[Records for identifying positions]
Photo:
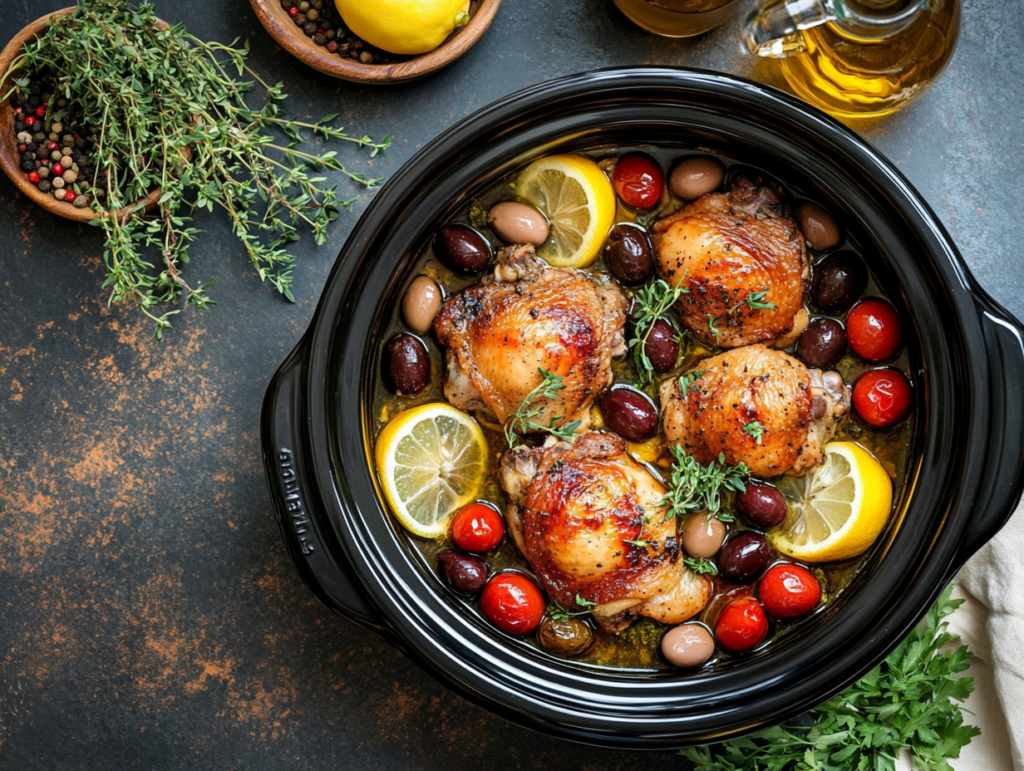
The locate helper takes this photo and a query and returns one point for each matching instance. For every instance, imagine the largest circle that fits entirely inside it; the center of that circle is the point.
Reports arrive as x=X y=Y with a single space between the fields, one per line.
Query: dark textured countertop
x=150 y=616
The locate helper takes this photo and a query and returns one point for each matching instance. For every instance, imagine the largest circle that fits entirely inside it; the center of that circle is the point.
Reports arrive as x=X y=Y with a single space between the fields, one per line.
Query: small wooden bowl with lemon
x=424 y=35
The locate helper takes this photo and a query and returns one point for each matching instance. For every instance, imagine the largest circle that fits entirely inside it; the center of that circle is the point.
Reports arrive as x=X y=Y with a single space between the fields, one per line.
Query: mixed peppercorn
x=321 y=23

● **Problem to work on**
Shift every coordinate in the answers by adding 15 to each x and y value, and reproduce all the lines of the records above, requests included, without the pictures.

● **The response**
Photo:
The locate helper takes this photo and a query and returns one point for each matching instance. For every instance, imagine the largest circle that fits entirely inside it; the center of that circle is the point.
Reports arrive as x=X y=Y with a single space between the fields, one per line.
Query: dark textured countertop
x=165 y=631
The locate helper takes this photo and a query and returns one point for each matching instance. For every instance, imagine the largest circle that fits entirely inside it; the center of that circle is the point.
Reports arrive as x=X y=Y with a single space between the fields, one per line.
Query: small wooden bowl with lemon
x=439 y=50
The locate helper takes this photo and a query and returns one point for each matching instance. For every instance, imagine the largest circle that fits entirely inside it; the center of that circle is the point.
Reports arrive as x=X y=Y with a single space between the fields, one per line.
Query: mixed peppercorn
x=336 y=38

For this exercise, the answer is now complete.